JOBS:
A – Answer these from the text on the bayonet case:
(i) At which school was the Sergeant Major based?
(ii) What pattern year was the bayonet?
(iii) Under the 1911 act, what kind of information must a person have passed on to be guilty of espionage?
B – Retype the text on the bayonet case from "The officer, who" to "proceeded to court.".

GIVEN PASSAGE:
────────────────────

Bayonet guy was duly charged. An open-and-shut case, right? Ha ha ha, my sweet summer child! The CPS sent the arresting officer a memo. Could he prove a bayonet was a made offensive weapon? If not, the charges would be dropped. The officer sent a memo back. He noted how a 1958 pattern bayonet was specifically designed to be fixed to the end of a self-loading rifle and stuck in a Russian’s belly. This, the CPS replied, wasn’t good enough. They needed expert witness testimony, in case the defendant challenged the evidence. This is how lawyers think, don’t blame me. I’ve seen judges deal with such bullshit, during proceedings, using simple commonsense. This appears to be lost on the average CPS caseworker.

The officer, who was admirably bloody-minded, had the bit between his teeth. He sought the advice of a fellow Pc, a former soldier. He decided to ask a Sergeant Major, at the School of Infantry at Warminster, to provide a statement stating yes, a bayonet was made to be hurty.

Which he did. He pointed out how the bayonet had lugs, a blood channel and a nasty pointy bit designed to facilitate the blade’s progress through a ribcage.

The CPS pondered the Sergeant Major’s statement. Would it be possible, they asked, to get a statement from the people who manufactured the bayonets? At this point, the Pc told the CPS functionary to fuck off (it was the early 1990s, which were fun times), else he’d rock up to their office and provide a practical demonstration of how bayonets worked. And, finally, the case proceeded to court.

My point? If this is how lawyers equivocate over the purpose of a sharp piece of stabby metal clearly designed to kill, what chance is there of them agreeing a statutory definition of Britain’s 21st Century geopolitical foes?

This question is allegedly central to the Chinese farce. Apparently, the definition of ‘enemy’ (which was hitherto uncontested) was modified by a stated case under the National Security Act (which was introduced after I left the police). One can imagine the orgy of masturbatory mendacity government legal advisors had with that one, cooking up reasons not to prosecute the alleged spies (who, it should be said, maintain their innocence).

As The Guardian reported:

The 1911 act says a person is guilty of espionage if they have acted in a manner “prejudicial to the safety or interests of the state” and passed on information that might be “directly or indirectly useful to an enemy”.

────────────────────

DATASET CONTENT:
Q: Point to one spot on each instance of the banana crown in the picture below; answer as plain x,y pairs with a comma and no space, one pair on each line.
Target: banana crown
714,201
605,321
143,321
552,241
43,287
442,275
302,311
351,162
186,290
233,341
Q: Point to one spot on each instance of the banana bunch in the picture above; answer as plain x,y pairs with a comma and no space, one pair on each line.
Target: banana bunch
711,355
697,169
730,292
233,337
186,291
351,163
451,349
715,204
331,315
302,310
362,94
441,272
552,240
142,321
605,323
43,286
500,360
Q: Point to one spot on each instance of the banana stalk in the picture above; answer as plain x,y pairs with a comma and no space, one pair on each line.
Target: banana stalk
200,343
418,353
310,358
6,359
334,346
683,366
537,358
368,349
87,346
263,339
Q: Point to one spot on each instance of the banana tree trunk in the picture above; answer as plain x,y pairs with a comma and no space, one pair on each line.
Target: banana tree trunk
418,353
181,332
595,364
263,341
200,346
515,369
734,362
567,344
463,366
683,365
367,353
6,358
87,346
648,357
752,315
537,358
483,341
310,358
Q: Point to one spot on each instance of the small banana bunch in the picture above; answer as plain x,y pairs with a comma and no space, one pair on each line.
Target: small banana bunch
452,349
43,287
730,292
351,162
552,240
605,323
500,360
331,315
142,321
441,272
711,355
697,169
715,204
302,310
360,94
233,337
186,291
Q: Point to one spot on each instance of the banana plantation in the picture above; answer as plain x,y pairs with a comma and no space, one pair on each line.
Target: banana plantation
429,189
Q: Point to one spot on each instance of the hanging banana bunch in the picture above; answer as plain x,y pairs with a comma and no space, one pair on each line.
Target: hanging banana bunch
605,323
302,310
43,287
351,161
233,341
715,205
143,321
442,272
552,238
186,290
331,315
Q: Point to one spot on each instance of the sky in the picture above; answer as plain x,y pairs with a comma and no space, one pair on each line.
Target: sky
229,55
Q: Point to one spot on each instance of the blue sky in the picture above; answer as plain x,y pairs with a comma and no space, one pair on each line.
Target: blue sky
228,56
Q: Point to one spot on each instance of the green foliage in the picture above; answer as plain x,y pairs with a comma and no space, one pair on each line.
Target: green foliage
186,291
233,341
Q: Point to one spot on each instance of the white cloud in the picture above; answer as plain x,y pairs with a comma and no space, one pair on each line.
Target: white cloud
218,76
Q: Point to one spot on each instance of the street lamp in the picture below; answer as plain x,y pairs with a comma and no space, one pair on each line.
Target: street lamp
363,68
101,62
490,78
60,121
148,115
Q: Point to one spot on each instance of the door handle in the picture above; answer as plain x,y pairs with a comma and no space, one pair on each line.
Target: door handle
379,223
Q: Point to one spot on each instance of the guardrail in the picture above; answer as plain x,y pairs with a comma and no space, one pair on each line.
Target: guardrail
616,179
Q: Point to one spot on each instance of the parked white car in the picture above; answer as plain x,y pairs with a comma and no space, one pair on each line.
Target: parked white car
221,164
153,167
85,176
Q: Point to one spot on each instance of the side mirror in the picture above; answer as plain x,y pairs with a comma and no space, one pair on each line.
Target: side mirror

────────────────────

RESPONSE LIST:
A –
(i) The School of Infantry at Warminster.
(ii) 1958.
(iii) Information that might be "directly or indirectly useful to an enemy".

B –
The officer, who was admirably bloody-minded, had the bit between his teeth. He sought the advice of a fellow Pc, a former soldier. He decided to ask a Sergeant Major, at the School of Infantry at Warminster, to provide a statement stating yes, a bayonet was made to be hurty.

Which he did. He pointed out how the bayonet had lugs, a blood channel and a nasty pointy bit designed to facilitate the blade’s progress through a ribcage.

The CPS pondered the Sergeant Major’s statement. Would it be possible, they asked, to get a statement from the people who manufactured the bayonets? At this point, the Pc told the CPS functionary to fuck off (it was the early 1990s, which were fun times), else he’d rock up to their office and provide a practical demonstration of how bayonets worked. And, finally, the case proceeded to court.